## What is expected
Could you transcribe every item below word for word, leaving out the pictures?

(Recorded data)
- - - - -
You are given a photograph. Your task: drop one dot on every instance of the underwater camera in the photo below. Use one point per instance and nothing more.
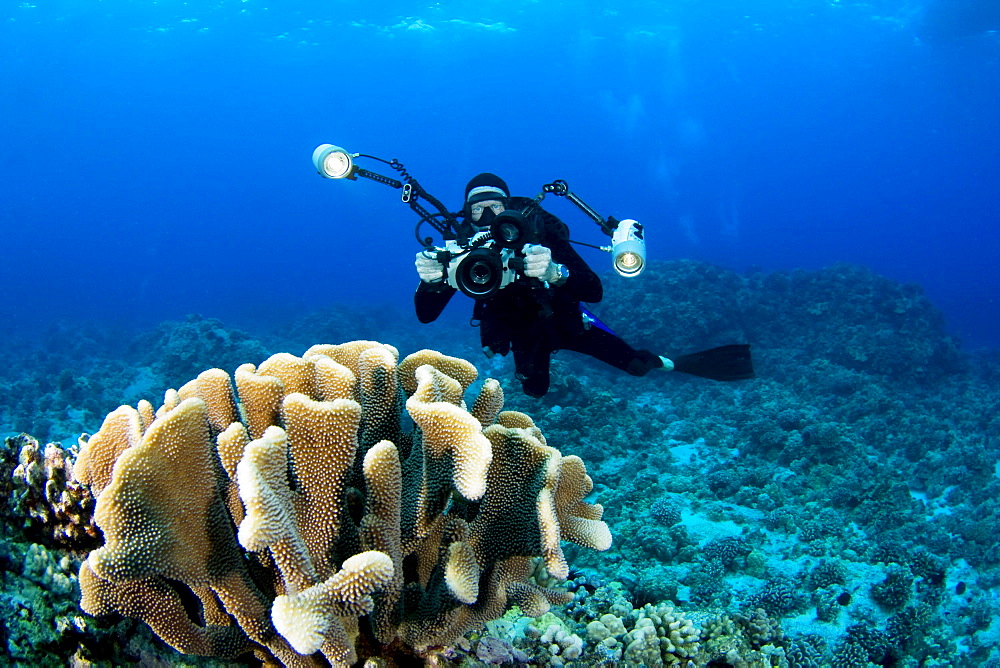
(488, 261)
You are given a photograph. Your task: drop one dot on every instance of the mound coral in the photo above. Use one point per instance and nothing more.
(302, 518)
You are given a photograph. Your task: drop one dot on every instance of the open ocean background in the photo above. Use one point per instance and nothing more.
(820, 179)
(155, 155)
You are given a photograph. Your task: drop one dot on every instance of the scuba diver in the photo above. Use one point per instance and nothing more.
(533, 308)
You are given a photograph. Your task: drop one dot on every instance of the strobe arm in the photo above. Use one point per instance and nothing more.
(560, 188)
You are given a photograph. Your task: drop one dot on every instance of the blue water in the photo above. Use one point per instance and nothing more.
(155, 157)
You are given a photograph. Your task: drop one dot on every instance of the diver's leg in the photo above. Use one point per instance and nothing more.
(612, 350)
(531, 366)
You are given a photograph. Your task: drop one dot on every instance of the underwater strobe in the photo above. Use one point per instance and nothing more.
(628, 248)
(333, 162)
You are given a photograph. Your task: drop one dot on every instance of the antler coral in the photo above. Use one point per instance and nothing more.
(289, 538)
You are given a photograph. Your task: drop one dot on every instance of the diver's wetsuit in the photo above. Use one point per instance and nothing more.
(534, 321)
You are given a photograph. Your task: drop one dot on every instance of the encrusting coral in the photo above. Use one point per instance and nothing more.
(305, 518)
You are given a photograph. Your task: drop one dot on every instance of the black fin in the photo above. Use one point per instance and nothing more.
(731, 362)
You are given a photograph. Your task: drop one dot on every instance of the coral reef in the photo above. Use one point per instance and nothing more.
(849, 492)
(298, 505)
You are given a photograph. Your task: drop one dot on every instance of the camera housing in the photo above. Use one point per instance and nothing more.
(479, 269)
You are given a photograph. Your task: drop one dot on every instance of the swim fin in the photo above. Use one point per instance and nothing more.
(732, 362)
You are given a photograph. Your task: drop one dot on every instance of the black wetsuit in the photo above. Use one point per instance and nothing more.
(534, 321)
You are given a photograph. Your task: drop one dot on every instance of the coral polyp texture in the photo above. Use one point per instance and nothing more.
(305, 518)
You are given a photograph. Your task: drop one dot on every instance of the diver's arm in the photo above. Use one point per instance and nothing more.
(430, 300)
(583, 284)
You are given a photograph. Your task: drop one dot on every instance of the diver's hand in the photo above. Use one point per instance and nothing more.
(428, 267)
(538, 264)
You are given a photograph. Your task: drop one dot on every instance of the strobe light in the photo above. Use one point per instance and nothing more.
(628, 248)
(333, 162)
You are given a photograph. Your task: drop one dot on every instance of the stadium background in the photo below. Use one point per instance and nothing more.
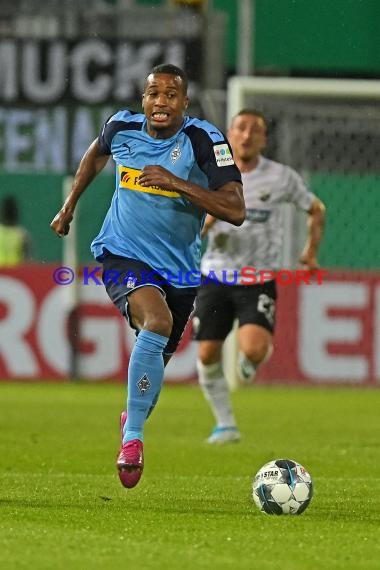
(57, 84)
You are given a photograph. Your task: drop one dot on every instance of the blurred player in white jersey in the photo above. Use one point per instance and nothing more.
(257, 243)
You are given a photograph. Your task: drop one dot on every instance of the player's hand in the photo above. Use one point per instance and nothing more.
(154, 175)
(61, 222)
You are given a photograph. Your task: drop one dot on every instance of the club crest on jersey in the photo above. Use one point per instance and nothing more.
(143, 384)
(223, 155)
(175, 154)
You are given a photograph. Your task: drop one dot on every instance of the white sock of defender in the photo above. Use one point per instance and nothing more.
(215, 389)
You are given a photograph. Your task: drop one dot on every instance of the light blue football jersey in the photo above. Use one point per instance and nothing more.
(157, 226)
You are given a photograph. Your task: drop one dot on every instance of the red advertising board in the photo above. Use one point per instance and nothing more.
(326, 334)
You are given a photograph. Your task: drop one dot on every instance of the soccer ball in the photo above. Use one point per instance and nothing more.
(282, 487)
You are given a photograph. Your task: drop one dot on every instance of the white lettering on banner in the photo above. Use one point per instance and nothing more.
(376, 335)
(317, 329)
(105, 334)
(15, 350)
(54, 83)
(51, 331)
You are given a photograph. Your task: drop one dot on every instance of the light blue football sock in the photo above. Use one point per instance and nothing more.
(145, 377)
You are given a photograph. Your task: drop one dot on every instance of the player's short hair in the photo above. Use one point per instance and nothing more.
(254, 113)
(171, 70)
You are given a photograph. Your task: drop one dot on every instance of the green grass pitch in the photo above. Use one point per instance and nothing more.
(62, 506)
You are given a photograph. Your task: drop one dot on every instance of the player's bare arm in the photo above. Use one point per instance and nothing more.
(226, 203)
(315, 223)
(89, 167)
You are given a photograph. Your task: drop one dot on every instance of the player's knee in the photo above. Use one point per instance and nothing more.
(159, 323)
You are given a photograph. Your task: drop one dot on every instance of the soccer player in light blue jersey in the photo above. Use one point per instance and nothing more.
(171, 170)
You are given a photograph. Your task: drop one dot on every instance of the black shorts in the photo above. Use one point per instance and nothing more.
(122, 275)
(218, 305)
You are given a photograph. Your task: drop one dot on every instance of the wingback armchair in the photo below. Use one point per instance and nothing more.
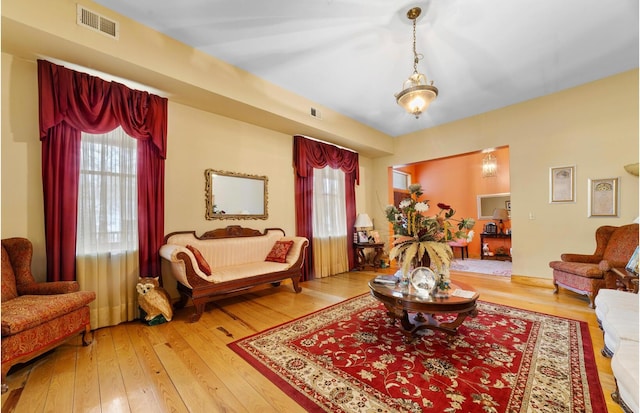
- - - - -
## Finished answer
You are given a photograph. Your task: drop one dot on every instance of the underwater camera in the photo below. Use one point per instance and nothing more.
(488, 261)
You are given a photograph. Your task: drop one dot on every instance of the mound coral in the photo above. Use one point per instance and nothing more.
(302, 518)
You are given a photograph. Your task: drop one dot on every instance of the open ocean background in the photo above. Use one point per instance and nothing more.
(820, 179)
(155, 155)
You are given a photograph. Your task: drop one dot on every instance of the scuba diver in the photo above. Use one point per instance and nothing more.
(533, 308)
You are given a photograph. Your task: drop one dot on every instance of the strobe arm in the photo above. Use one point per instance and nothing more.
(560, 188)
You are given a photograph. Your task: drop one dot on every instance of the blue water in the photo above. Use one point per instance and nothing more.
(155, 157)
You are given a photograph. Your task: drop one dot on every instance of the diver's leg in the photo above. Use one point per instance and nothing more.
(612, 350)
(531, 366)
You are given a photograph. Your task: drop one dot on every instance of the underwater strobe in the photo above. Use one point per instance and nothing more.
(628, 248)
(333, 162)
You are given a photograph. Your task: drop one dot on every instance of the antler coral in the photo above. Use one point per instance and nothing more.
(289, 538)
You are given a photograph. Your task: drop one dot on every instance of the diver's wetsuit in the photo above. Use one point per instance and nothing more.
(534, 321)
You are given a photograph. Your task: drop one dot on every instance of the encrusting coral in the photo above. Use one point per instance and nothing more.
(305, 518)
You are given a photograph. Your task: drop one dot on every instance of the black fin in the photo above. Use one point per instance and nothing more.
(731, 362)
You are given a photograph. Your task: drop one dot on every instance of the coral reef in the photo above. Use one point per instance and nothing more.
(849, 492)
(298, 505)
You are given a photograph. Your task: drop one dot on every instance of the camera housing in the photo above. Use one point per instance and nothing more.
(479, 269)
You are given a photograph. Your task: drop one dot on every instance of the swim fin in the photo above. Use one point per instance and nothing more.
(732, 362)
You are given a photograph. Your task: drop one dot on every instance of the black wetsuit in the photo above. Use one point per instance and nothing more.
(534, 321)
You are given a photograph. Your task: drop one dot on every instance of the coral polyp texture in the photo above. Use one point per instance and nothing more.
(305, 518)
You are given a photograph. Your task: drop one dot on every instance of the diver's arm in the photo above. Use one point per instance and nothing more.
(430, 300)
(583, 284)
You are given a photograph. Your task: drop one dot on every instance of the diver's hand in the photo above. Use one point per instance and nothing more.
(428, 267)
(538, 264)
You are given a photograph. Your task: drop one dot on every instance of the strobe light in the photo above. Use one point per instance and nothing more.
(628, 248)
(333, 162)
You are given a photograph. Your task: drop one dot on every instance of the stadium background in the photo below. Use one point per instance and nothing more.
(57, 84)
You are given a photograph. Your task: drop one dot on every instance of the blurred player in white jersey in the photo above. Use one point per instance and nothing more.
(257, 243)
You are given a photograph. Your task: drop one dot on every instance of the player's hand in the photo above. Use one point per instance and nothing more.
(154, 175)
(61, 222)
You are given a photograph. Your task: drop one dot on every instance of the club crest on jersey in the photo above. Use one point per instance and nothing more.
(143, 384)
(223, 155)
(175, 154)
You are given a photograph. Your task: drop one dot on every instance of the white sock of defender in the photo above. Use one point per instance and nothing more.
(215, 389)
You are given a photograph. Your task: drop one dot on every instance of the light blue football jersey in the photo above. Use one point per instance and nothing more.
(157, 226)
You are given a photograph. Your task: drop one dot on every instance of the red advertising board in the photo above. Use one point per instance and nothing more.
(326, 334)
You are given a photograph. Your task: drop one dot on every instance of the soccer ball in the photo above. Use one point per instance and nothing more.
(282, 487)
You are given a photograph. Your task: drop one dot on every instance of the white lettering on banner in the photo above. Use one point per instance and nothing more.
(376, 335)
(317, 329)
(105, 334)
(15, 350)
(54, 83)
(51, 331)
You are given a photograph. Your task: drop one dot on every instance of the light blue football sock in the photo above. Use one point per instance and nothing more.
(145, 377)
You are given a photograph. Your task: drop one dot on every instance of the player's short hair in the photo above. Use one point per instance and nothing more.
(254, 113)
(171, 70)
You are given a photograph. Your task: drop one dot on every instance of the green grass pitch in the photo above. Use one point per instance and nothing more.
(62, 506)
You are given a photograph. Your task: drop one dot on every instance of the player's bare arm in the photo above. Use one point per instance and nothing more.
(226, 203)
(315, 223)
(89, 167)
You are given a photograph. Your task: drop one dot on every instance of the player's knee in the photo above. Use one point per instance and nothing more.
(159, 323)
You are given a photograph. Your task: drop one dot on every instance of the soccer player in light blue jersey in the photo above. Use one point per instance and nothing more.
(171, 170)
You are given a photograph. Your task: drop one dot on every instance of the black shorts in the photo above. Use one point per instance and nothing more.
(122, 275)
(218, 305)
You are given a photograph. Your task: drop one dot on every instance of the wingback armchair in the photo below. Use one point per instance and nothing more.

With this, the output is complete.